Data provided —
-.-.-

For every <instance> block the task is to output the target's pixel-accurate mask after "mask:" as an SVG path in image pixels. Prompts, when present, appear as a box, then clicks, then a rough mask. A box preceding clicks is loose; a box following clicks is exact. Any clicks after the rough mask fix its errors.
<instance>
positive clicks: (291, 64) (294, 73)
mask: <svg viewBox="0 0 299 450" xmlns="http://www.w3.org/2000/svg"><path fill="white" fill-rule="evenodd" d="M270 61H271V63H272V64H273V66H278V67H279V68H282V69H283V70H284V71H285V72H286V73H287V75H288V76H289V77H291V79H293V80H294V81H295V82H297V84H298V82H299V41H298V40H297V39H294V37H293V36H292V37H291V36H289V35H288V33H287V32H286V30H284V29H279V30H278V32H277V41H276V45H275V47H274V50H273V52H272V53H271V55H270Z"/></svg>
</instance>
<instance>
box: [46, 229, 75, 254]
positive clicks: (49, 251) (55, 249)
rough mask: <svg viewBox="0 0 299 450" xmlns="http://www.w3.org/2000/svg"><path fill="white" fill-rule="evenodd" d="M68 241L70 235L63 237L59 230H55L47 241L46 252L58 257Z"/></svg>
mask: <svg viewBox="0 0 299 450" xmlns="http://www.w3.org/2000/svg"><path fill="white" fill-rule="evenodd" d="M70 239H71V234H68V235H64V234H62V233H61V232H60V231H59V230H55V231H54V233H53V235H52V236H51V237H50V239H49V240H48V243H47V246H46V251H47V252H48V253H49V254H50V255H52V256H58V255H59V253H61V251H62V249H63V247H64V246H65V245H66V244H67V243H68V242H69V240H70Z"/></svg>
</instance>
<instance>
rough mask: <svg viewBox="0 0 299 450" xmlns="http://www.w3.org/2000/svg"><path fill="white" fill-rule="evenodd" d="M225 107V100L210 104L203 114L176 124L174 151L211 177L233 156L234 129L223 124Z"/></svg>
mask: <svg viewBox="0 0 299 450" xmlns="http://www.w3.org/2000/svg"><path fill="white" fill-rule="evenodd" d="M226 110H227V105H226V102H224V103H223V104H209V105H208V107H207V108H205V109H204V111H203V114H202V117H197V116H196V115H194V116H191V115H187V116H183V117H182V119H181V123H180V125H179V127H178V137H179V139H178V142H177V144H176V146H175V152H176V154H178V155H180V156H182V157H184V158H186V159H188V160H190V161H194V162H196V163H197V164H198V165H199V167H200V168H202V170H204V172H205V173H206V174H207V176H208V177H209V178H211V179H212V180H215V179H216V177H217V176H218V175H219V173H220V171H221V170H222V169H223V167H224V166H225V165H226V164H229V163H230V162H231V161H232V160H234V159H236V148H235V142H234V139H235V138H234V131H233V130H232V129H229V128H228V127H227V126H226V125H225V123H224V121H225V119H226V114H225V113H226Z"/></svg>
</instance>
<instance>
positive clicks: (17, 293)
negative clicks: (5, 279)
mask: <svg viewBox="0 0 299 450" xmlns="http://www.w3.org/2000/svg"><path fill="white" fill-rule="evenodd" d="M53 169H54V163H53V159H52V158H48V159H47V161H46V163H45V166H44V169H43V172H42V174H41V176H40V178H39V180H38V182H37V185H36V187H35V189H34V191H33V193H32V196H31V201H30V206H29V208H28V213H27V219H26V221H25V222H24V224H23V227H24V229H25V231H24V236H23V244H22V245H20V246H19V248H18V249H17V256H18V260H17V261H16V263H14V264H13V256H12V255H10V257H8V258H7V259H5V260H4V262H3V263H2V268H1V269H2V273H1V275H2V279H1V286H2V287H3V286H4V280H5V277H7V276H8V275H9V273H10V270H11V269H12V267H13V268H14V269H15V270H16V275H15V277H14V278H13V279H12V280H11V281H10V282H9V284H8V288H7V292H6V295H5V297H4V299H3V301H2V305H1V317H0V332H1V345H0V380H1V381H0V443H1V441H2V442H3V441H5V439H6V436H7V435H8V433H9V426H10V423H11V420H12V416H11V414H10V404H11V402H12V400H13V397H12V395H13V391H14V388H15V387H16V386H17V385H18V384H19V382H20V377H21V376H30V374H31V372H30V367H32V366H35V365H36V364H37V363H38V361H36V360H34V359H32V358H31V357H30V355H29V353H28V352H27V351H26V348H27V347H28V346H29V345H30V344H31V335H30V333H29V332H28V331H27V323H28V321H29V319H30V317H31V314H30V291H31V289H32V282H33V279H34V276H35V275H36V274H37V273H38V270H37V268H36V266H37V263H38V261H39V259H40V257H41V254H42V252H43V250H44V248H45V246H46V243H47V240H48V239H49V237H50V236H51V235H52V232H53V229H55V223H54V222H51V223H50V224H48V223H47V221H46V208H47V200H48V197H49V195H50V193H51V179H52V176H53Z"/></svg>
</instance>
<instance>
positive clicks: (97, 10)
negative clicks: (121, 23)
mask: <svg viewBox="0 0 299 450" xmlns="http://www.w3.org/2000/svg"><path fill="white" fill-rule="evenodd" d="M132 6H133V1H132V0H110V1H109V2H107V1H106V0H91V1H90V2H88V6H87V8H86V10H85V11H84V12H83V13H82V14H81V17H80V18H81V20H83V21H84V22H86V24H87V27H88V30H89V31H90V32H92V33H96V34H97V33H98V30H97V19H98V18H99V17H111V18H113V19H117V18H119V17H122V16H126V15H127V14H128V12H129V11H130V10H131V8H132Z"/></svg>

-.-.-

Word for word, transcribe each record.

Solved exercise —
For every <instance> block the task is to output the target's pixel-accurate mask after "mask:" as an SVG path in image pixels. Prompts, when present, appear as a box, then clicks, then a rough mask. A box preceding clicks is loose; a box following clicks is exact. Any clicks after the rough mask fix its errors.
<instance>
positive clicks: (291, 64) (294, 73)
mask: <svg viewBox="0 0 299 450" xmlns="http://www.w3.org/2000/svg"><path fill="white" fill-rule="evenodd" d="M270 61H271V63H272V64H273V66H278V67H279V68H282V69H283V70H284V71H285V72H286V73H287V75H288V76H289V77H291V79H293V80H294V81H295V82H297V84H298V82H299V41H298V40H297V39H294V37H293V36H292V37H291V36H289V35H288V33H287V32H286V30H284V29H279V30H278V32H277V41H276V45H275V47H274V50H273V52H272V53H271V55H270Z"/></svg>
</instance>
<instance>
box: [46, 229, 75, 254]
positive clicks: (49, 251) (55, 249)
rough mask: <svg viewBox="0 0 299 450" xmlns="http://www.w3.org/2000/svg"><path fill="white" fill-rule="evenodd" d="M68 241L70 235L63 237L59 230H55L47 241L46 252L58 257Z"/></svg>
mask: <svg viewBox="0 0 299 450" xmlns="http://www.w3.org/2000/svg"><path fill="white" fill-rule="evenodd" d="M70 239H71V234H68V235H64V234H62V233H61V232H60V231H59V230H55V231H54V233H53V235H52V236H51V237H50V239H49V240H48V243H47V246H46V251H47V252H48V253H49V254H50V255H52V256H58V255H59V253H61V251H62V249H63V247H64V246H65V245H66V244H67V243H68V242H69V240H70Z"/></svg>
</instance>
<instance>
rough mask: <svg viewBox="0 0 299 450" xmlns="http://www.w3.org/2000/svg"><path fill="white" fill-rule="evenodd" d="M225 107V100L210 104L203 114L176 124L174 151L211 177L233 156L234 129L223 124Z"/></svg>
mask: <svg viewBox="0 0 299 450" xmlns="http://www.w3.org/2000/svg"><path fill="white" fill-rule="evenodd" d="M226 110H227V105H226V102H224V103H223V104H209V105H208V107H207V108H205V109H204V111H203V114H202V117H197V116H196V115H194V116H191V115H187V116H183V117H182V119H181V123H180V125H179V127H178V137H179V139H178V142H177V144H176V146H175V152H176V154H178V155H180V156H182V157H184V158H186V159H188V160H190V161H194V162H196V163H197V164H198V165H199V167H200V168H202V170H204V172H205V173H206V174H207V176H208V177H209V178H211V179H212V180H215V179H216V177H217V176H218V175H219V173H220V171H221V170H222V169H223V167H224V166H225V165H226V164H229V163H230V162H231V161H232V160H234V159H236V148H235V142H234V139H235V138H234V131H233V130H232V129H229V128H228V127H227V126H226V125H225V123H224V121H225V119H226V114H225V113H226Z"/></svg>
</instance>
<instance>
positive clicks: (17, 293)
negative clicks: (5, 279)
mask: <svg viewBox="0 0 299 450" xmlns="http://www.w3.org/2000/svg"><path fill="white" fill-rule="evenodd" d="M53 169H54V163H53V159H52V158H48V159H47V161H46V163H45V166H44V169H43V172H42V174H41V176H40V178H39V180H38V182H37V185H36V187H35V189H34V191H33V193H32V196H31V201H30V206H29V208H28V213H27V219H26V221H25V222H24V224H23V227H24V229H25V231H24V236H23V244H22V245H20V246H19V248H18V249H17V256H18V260H17V261H16V263H14V264H13V256H12V255H10V257H8V258H7V259H5V260H4V262H3V263H2V268H1V269H2V273H1V275H2V279H1V286H2V287H3V286H4V280H5V277H7V276H8V275H9V273H10V270H11V269H12V267H13V268H14V269H15V270H16V275H15V277H14V278H13V279H12V280H11V281H10V282H9V284H8V288H7V292H6V295H5V297H4V299H3V301H2V305H1V317H0V332H1V345H0V380H1V381H0V443H1V441H2V442H3V441H5V439H6V436H7V435H8V433H9V426H10V423H11V420H12V416H11V414H10V404H11V402H12V400H13V397H12V395H13V391H14V388H15V387H16V386H17V385H18V384H19V382H20V377H21V376H30V374H31V372H30V367H32V366H35V365H36V364H37V363H38V361H36V360H34V359H32V358H31V357H30V355H29V353H28V352H27V351H26V348H27V347H28V346H29V345H30V344H31V335H30V333H29V332H28V331H27V323H28V321H29V319H30V317H31V314H30V291H31V289H32V282H33V279H34V276H35V275H36V274H37V273H38V270H37V268H36V266H37V263H38V261H39V259H40V257H41V254H42V252H43V250H44V248H45V246H46V243H47V240H48V239H49V237H50V236H51V235H52V232H53V229H55V223H54V222H51V223H50V224H48V223H47V221H46V208H47V200H48V197H49V195H50V193H51V179H52V176H53Z"/></svg>
</instance>
<instance>
positive clicks: (97, 10)
negative clicks: (121, 23)
mask: <svg viewBox="0 0 299 450" xmlns="http://www.w3.org/2000/svg"><path fill="white" fill-rule="evenodd" d="M132 6H133V1H132V0H110V1H109V2H107V1H106V0H91V1H90V2H88V6H87V8H86V10H85V11H84V12H83V13H82V14H81V17H80V18H81V20H83V21H84V22H86V24H87V27H88V30H89V31H90V32H92V33H96V34H97V33H98V30H97V19H98V18H99V17H111V18H113V19H117V18H119V17H122V16H126V15H127V14H128V12H129V11H130V10H131V8H132Z"/></svg>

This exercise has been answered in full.